Text block -

[Begin]

CHICAGO (CN) - A federal judge refused to grant the Green Party's last ditch effort to place its candidates on the November 2014 Illinois ballot.
The Illinois Green Party aimed to place a slate of statewide candidates on the Illinois ballot for the November 4, 2014 election. However, as a new party, the Greens have to support their candidates' nominating petitions with a greater number of voter signatures than do Democrats or Republicans.
The minimum number of signatures for a new party in an Illinois statewide election is 25,000, and every 10 signatures must be certified by the circulator, and witnessed by a public notary.
Between March and June 2014, the Green Party collected just under 30,000 signatures, but a Democratic Party official, Karen Yarbrough, challenged 12,000 of the signatures.
The state election board invalidated 7,000 signatures, leaving the party below the 25,000-signature threshold, meaning that it will not be on the ballot in 2014 without injunctive relief.
U.S. District Judge John Tharp, Jr. refused to grant that relief last week.
"The Green Party failed to challenge the complete-slate, notarization, and binder-check provisions in time for the current election cycle. Instead, the plaintiffs ask this Court to short circuit the State's election laws and regulations and simply order candidates onto the ballot in a manner that will, in effect, waive the constitutionally valid signature requirement, rather than address the allegedly unconstitutional provisions of law that the plaintiffs filed suit to overturn," Tharp said.

[End]

Data section -
[Begin]

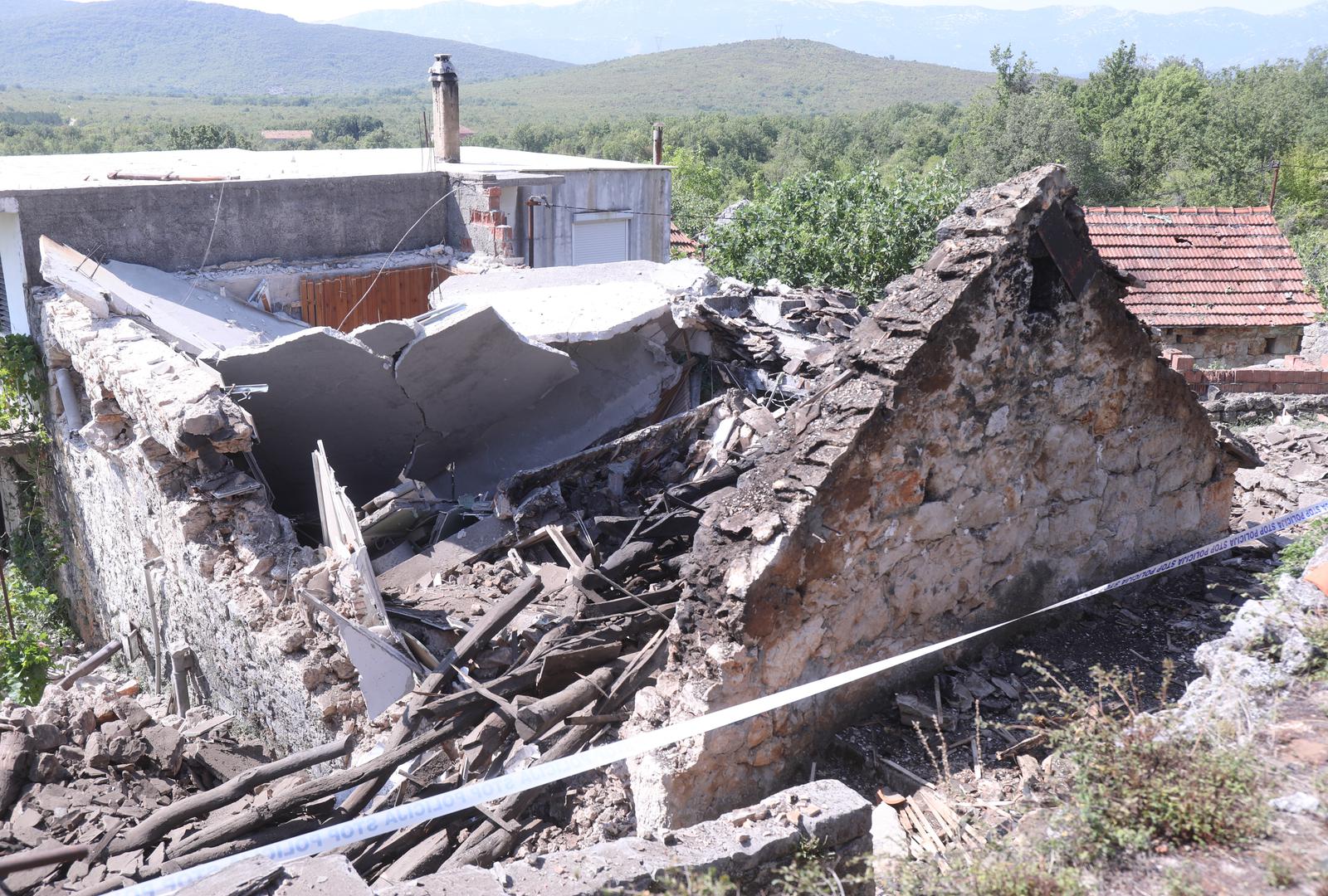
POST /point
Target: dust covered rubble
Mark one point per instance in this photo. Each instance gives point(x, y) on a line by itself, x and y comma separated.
point(86, 763)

[End]

Directions -
Quote the article above on the Illinois Green Party ballot case, starting at the words "The Illinois Green" and ending after "of the signatures.".

Answer to this task -
The Illinois Green Party aimed to place a slate of statewide candidates on the Illinois ballot for the November 4, 2014 election. However, as a new party, the Greens have to support their candidates' nominating petitions with a greater number of voter signatures than do Democrats or Republicans.
The minimum number of signatures for a new party in an Illinois statewide election is 25,000, and every 10 signatures must be certified by the circulator, and witnessed by a public notary.
Between March and June 2014, the Green Party collected just under 30,000 signatures, but a Democratic Party official, Karen Yarbrough, challenged 12,000 of the signatures.